Task statement
Rescale everything from the line containing "Each instance of the girl's" down to the line containing "(1105, 574)" by rewriting all of those lines of data, requests included, and giving only those lines. Multiply every point coordinate in the answers by 0.45 and round it to a whole number, with halves rounded up, leaving the requests unchanged.

Dataset records
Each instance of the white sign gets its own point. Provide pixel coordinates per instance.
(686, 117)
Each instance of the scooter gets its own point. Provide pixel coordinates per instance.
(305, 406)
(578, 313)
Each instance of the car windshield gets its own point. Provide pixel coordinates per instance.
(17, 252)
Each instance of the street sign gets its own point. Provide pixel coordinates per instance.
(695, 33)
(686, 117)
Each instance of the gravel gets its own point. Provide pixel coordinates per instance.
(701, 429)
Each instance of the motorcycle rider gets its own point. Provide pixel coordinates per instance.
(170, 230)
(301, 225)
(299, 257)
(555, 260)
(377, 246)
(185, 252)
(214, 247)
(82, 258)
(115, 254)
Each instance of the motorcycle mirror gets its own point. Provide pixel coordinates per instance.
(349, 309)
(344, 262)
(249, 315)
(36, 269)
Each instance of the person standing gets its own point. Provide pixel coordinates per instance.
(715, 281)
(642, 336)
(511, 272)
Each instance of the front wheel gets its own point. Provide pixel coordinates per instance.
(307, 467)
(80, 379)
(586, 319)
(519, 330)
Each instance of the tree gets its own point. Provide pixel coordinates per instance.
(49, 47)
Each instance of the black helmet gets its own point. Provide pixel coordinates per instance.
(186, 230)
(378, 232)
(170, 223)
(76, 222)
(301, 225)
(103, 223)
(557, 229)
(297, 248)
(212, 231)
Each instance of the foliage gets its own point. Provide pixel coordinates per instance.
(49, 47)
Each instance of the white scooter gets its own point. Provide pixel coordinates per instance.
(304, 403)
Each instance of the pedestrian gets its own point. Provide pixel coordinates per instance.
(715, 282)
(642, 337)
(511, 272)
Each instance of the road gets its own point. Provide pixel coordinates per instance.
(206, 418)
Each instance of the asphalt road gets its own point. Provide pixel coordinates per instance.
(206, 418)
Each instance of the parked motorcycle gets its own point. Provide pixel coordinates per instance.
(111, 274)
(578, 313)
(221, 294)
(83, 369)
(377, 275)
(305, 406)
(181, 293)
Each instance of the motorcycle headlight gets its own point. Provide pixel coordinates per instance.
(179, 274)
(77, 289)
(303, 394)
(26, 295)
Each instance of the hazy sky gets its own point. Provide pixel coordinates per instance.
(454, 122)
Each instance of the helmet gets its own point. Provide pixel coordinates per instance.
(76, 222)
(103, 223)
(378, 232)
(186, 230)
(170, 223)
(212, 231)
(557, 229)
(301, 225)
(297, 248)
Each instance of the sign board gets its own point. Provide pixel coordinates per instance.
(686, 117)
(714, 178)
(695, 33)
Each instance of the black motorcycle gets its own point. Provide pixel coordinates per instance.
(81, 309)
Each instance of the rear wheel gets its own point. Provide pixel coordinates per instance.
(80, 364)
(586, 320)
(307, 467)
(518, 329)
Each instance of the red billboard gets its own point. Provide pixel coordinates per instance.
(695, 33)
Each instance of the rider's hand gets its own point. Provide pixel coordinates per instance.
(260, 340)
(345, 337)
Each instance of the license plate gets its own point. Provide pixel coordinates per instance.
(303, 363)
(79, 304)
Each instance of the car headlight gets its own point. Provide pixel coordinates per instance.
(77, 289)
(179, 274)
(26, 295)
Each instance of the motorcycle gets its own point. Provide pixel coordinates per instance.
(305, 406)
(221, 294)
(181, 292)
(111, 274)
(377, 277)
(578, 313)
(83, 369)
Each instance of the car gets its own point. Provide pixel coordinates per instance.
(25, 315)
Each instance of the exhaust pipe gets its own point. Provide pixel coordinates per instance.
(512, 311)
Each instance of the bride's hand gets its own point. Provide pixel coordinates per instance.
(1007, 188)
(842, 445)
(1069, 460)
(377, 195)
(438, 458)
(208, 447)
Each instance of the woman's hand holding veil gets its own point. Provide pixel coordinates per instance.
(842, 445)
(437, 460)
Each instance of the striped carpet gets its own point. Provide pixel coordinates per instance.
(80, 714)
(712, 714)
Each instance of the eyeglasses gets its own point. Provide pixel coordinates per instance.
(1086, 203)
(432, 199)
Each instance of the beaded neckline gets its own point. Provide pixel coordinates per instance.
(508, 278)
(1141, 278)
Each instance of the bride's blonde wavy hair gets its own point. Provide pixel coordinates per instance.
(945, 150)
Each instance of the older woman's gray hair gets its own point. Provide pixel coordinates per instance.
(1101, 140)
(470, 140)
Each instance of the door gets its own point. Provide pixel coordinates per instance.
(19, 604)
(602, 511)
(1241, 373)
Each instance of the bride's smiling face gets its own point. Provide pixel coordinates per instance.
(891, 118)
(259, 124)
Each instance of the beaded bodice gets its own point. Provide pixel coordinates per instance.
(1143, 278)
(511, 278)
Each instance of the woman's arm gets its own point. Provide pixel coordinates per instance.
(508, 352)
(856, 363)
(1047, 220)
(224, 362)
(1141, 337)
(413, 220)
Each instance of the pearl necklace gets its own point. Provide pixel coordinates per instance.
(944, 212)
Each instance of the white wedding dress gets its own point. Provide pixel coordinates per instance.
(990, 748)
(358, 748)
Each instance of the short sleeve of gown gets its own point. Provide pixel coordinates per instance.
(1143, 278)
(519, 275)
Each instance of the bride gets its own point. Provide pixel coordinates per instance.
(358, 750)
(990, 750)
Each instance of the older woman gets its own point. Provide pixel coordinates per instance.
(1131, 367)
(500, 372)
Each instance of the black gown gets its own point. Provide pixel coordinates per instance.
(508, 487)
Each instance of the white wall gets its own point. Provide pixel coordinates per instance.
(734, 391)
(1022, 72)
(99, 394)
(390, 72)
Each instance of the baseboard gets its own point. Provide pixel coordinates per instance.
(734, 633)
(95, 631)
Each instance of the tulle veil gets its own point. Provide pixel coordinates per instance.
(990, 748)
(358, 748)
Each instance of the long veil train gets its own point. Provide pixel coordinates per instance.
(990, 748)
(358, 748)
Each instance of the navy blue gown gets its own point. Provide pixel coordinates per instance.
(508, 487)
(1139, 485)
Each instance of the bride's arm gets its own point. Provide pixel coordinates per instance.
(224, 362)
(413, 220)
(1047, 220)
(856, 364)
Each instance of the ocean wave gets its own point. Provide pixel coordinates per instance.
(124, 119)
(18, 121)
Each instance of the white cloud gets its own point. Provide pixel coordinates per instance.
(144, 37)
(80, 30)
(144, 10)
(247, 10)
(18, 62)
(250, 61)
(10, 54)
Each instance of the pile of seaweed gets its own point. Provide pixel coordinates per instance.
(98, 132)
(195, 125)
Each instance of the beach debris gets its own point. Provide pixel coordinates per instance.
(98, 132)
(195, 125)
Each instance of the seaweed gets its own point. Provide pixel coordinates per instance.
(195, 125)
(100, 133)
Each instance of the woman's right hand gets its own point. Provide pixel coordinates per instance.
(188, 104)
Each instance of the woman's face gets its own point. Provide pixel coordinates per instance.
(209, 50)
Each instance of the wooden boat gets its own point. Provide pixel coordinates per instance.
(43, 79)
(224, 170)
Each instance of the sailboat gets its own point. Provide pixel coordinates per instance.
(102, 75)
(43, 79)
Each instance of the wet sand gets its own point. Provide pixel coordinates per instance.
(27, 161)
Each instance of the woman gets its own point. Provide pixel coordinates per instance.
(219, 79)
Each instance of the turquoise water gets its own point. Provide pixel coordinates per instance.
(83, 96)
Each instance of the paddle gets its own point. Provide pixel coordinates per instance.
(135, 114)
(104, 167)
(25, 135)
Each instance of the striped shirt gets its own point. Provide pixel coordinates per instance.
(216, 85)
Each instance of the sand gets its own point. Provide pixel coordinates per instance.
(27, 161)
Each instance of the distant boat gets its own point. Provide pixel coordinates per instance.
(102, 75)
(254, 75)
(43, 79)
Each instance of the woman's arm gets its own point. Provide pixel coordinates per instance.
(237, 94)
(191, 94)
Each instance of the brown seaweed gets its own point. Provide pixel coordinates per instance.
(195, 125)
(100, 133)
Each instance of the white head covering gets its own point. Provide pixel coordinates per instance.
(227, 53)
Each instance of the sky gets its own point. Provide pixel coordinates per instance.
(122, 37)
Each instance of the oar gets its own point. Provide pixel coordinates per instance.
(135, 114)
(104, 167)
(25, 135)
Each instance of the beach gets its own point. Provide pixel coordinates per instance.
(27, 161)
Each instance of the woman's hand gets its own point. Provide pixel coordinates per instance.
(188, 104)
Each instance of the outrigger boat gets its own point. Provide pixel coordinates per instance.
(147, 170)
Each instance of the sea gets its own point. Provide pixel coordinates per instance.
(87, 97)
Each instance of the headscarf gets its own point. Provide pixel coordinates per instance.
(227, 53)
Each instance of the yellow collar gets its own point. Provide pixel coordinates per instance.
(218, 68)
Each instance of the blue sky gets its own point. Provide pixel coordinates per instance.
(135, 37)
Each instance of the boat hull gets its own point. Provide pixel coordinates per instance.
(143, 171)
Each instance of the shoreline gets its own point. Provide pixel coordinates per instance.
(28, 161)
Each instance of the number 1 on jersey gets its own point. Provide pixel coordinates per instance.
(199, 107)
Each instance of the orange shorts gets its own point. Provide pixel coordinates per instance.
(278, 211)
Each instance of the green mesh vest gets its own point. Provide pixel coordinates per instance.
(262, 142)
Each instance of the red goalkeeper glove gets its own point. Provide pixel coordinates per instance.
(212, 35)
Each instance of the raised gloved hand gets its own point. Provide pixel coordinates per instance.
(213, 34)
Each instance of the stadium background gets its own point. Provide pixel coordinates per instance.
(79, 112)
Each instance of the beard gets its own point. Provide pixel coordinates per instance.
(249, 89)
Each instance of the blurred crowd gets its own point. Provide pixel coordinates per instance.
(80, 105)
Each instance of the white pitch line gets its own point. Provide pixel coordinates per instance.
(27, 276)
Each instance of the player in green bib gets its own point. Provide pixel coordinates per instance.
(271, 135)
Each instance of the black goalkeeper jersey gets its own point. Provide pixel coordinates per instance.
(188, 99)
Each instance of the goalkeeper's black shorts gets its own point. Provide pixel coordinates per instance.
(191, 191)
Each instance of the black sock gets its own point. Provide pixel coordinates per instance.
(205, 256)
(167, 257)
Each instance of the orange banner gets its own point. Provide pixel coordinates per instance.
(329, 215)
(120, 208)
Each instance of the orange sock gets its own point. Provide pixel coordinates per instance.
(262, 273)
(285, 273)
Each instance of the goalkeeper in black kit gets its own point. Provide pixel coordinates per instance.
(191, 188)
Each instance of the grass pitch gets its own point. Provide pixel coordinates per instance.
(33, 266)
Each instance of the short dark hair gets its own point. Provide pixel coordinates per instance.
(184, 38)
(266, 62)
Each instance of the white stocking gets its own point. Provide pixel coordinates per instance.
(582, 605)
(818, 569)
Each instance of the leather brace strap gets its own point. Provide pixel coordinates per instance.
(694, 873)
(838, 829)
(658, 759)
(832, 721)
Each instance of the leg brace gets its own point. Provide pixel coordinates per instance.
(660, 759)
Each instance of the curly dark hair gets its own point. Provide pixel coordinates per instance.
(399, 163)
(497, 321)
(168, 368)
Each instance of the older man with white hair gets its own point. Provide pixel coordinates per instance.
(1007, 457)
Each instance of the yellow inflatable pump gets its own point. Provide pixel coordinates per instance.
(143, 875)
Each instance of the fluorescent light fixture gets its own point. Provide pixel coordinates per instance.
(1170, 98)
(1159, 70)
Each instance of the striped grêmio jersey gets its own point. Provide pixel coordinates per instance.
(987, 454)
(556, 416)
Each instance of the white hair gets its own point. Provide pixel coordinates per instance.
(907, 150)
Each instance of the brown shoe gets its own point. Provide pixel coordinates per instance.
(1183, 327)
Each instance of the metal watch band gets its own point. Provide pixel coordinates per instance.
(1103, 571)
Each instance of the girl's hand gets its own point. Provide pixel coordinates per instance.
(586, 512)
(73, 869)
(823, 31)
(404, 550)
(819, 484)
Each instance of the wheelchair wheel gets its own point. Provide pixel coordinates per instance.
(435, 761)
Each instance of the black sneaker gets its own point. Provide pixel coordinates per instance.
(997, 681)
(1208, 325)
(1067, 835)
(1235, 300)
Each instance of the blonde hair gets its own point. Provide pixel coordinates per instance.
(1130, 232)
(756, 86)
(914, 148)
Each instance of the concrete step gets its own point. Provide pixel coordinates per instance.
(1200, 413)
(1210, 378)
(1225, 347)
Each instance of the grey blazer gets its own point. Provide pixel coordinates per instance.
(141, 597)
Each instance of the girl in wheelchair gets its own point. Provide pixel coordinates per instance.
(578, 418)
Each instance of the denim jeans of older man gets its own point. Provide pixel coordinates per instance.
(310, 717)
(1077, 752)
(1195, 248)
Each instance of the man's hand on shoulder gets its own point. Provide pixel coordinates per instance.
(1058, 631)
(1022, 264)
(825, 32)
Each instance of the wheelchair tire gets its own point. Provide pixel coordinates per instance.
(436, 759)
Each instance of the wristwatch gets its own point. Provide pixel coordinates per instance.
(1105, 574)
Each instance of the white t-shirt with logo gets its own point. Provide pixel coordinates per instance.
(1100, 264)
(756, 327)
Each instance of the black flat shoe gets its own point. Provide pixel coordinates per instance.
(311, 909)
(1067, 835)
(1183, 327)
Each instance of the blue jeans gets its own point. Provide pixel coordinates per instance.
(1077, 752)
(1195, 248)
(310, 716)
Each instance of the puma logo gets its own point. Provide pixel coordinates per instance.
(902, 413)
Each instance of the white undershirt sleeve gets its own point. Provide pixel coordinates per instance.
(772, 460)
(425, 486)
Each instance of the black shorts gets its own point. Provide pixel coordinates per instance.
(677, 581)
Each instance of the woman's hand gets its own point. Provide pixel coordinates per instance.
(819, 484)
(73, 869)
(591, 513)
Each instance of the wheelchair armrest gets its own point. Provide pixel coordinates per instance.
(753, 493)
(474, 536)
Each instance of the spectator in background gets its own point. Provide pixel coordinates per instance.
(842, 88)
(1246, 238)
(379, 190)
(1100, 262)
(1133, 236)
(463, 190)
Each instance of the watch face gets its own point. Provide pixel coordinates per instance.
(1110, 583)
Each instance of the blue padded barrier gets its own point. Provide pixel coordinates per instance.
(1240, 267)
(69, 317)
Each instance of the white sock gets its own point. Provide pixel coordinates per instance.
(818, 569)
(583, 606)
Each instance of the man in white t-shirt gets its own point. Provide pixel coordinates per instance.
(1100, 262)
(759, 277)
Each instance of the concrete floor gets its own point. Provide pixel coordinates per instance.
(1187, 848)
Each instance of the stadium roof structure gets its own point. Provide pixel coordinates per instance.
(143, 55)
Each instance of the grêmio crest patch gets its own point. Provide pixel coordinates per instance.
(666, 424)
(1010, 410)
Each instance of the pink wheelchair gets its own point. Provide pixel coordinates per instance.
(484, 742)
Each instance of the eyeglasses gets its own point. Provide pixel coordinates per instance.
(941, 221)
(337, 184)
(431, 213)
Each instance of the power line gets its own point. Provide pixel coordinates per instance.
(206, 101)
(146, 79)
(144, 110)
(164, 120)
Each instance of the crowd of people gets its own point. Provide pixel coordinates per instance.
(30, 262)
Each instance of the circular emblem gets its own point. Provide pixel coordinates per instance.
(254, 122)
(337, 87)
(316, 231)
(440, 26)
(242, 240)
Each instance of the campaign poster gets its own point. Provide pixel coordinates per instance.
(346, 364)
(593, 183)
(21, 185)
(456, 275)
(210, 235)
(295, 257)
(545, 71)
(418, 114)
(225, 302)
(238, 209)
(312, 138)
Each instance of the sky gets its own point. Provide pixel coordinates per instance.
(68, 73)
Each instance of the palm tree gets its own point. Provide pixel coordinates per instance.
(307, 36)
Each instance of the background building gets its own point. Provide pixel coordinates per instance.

Exercise answer
Each instance of the girl's hand gets its own point. Provide pixel coordinates per instance.
(264, 230)
(33, 391)
(370, 14)
(182, 248)
(369, 218)
Each instance of the wheelchair wheel gets its own point. Provide pixel coordinates per instance.
(196, 342)
Each instance of the black sneaker gets its own point. Provide pixel coordinates per instance.
(449, 306)
(544, 146)
(480, 376)
(556, 135)
Each instance of the blonde hair gets its own point. Provide pixel coordinates per instance.
(509, 104)
(340, 39)
(411, 67)
Each instance of the concrete step gets its own point. Provide pixel coordinates per instance.
(540, 186)
(545, 170)
(551, 156)
Each instance of the grey blazer gets its own point. Provide pixel coordinates per instance.
(63, 269)
Each instance of the girl in wheelchair gets its own point. Provide pixel coordinates per instance.
(260, 188)
Each instance of the denim jeans of older man gets its own point. Provide pixel coordinates per instance.
(140, 323)
(485, 338)
(538, 112)
Each instance of the man's hand on shoulder gets its own point. Provide pixel coordinates per instance.
(476, 284)
(460, 119)
(371, 14)
Each instance of the wheelchair tire gets its own point. Provide pixel coordinates per instance.
(196, 342)
Each instance of the wristwatch gets its own point. Provide pixel coordinates per instance.
(497, 258)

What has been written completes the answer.